--- Begin DATA FOR THE TASK ---

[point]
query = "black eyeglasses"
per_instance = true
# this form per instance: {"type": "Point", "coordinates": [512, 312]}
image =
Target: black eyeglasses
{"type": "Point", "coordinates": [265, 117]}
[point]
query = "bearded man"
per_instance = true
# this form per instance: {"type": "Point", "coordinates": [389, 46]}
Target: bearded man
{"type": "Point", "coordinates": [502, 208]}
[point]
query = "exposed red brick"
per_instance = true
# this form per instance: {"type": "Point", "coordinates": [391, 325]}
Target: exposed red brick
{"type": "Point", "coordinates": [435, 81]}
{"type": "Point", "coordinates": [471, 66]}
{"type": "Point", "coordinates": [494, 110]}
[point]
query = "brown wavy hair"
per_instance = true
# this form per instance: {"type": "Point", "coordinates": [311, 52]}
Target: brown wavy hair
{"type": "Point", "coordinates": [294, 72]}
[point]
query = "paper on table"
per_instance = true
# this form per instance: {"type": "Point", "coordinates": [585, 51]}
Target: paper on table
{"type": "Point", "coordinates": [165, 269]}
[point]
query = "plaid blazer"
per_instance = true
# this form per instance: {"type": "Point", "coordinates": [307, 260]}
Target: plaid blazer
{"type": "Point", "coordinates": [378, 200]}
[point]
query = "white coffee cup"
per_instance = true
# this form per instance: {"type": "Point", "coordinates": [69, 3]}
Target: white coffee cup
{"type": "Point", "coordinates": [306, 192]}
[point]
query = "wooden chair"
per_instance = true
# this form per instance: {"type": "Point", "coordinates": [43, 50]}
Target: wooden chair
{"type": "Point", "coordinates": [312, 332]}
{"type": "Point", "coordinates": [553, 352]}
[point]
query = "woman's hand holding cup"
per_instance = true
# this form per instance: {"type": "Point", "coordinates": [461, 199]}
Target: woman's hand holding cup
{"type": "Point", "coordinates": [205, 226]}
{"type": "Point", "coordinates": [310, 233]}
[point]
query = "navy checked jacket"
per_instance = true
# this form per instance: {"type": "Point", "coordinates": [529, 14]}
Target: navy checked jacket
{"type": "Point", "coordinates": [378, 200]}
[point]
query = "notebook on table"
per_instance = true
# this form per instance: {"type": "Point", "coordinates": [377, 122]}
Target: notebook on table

--- End DATA FOR THE TASK ---

*TASK PROMPT*:
Transcribe all the entries, keeping each one exactly as it is.

*THE COMPLETED TASK*:
[point]
query = "black eyeglasses"
per_instance = true
# this form per instance: {"type": "Point", "coordinates": [512, 312]}
image =
Target: black eyeglasses
{"type": "Point", "coordinates": [265, 117]}
[point]
query = "bearded man"
per_instance = true
# this form per instance: {"type": "Point", "coordinates": [389, 46]}
Target: bearded man
{"type": "Point", "coordinates": [502, 208]}
[point]
query = "exposed red brick"
per_instance = true
# this form per instance: {"type": "Point", "coordinates": [391, 325]}
Target: exposed red brick
{"type": "Point", "coordinates": [435, 81]}
{"type": "Point", "coordinates": [471, 66]}
{"type": "Point", "coordinates": [494, 110]}
[point]
query = "brown wavy hair"
per_instance = true
# this form per instance: {"type": "Point", "coordinates": [311, 52]}
Target: brown wavy hair
{"type": "Point", "coordinates": [294, 72]}
[point]
query = "paper on table"
per_instance = true
# this form per instance: {"type": "Point", "coordinates": [585, 51]}
Target: paper on table
{"type": "Point", "coordinates": [165, 269]}
[point]
query = "plaid blazer"
per_instance = true
# this form per instance: {"type": "Point", "coordinates": [307, 260]}
Target: plaid blazer
{"type": "Point", "coordinates": [378, 200]}
[point]
query = "white coffee cup"
per_instance = true
# this form per instance: {"type": "Point", "coordinates": [69, 3]}
Target: white coffee cup
{"type": "Point", "coordinates": [306, 192]}
[point]
query = "wooden chair"
per_instance = true
# this form per instance: {"type": "Point", "coordinates": [43, 50]}
Target: wooden chair
{"type": "Point", "coordinates": [312, 332]}
{"type": "Point", "coordinates": [553, 352]}
[point]
query = "woman's hand holding cup"
per_instance = true
# this form per instance: {"type": "Point", "coordinates": [461, 199]}
Target: woman's hand holding cup
{"type": "Point", "coordinates": [205, 226]}
{"type": "Point", "coordinates": [310, 233]}
[point]
query = "navy checked jacket"
per_instance = true
# this form per instance: {"type": "Point", "coordinates": [529, 14]}
Target: navy checked jacket
{"type": "Point", "coordinates": [378, 200]}
[point]
query = "notebook on table"
per_instance = true
# this form per instance: {"type": "Point", "coordinates": [377, 122]}
Target: notebook on table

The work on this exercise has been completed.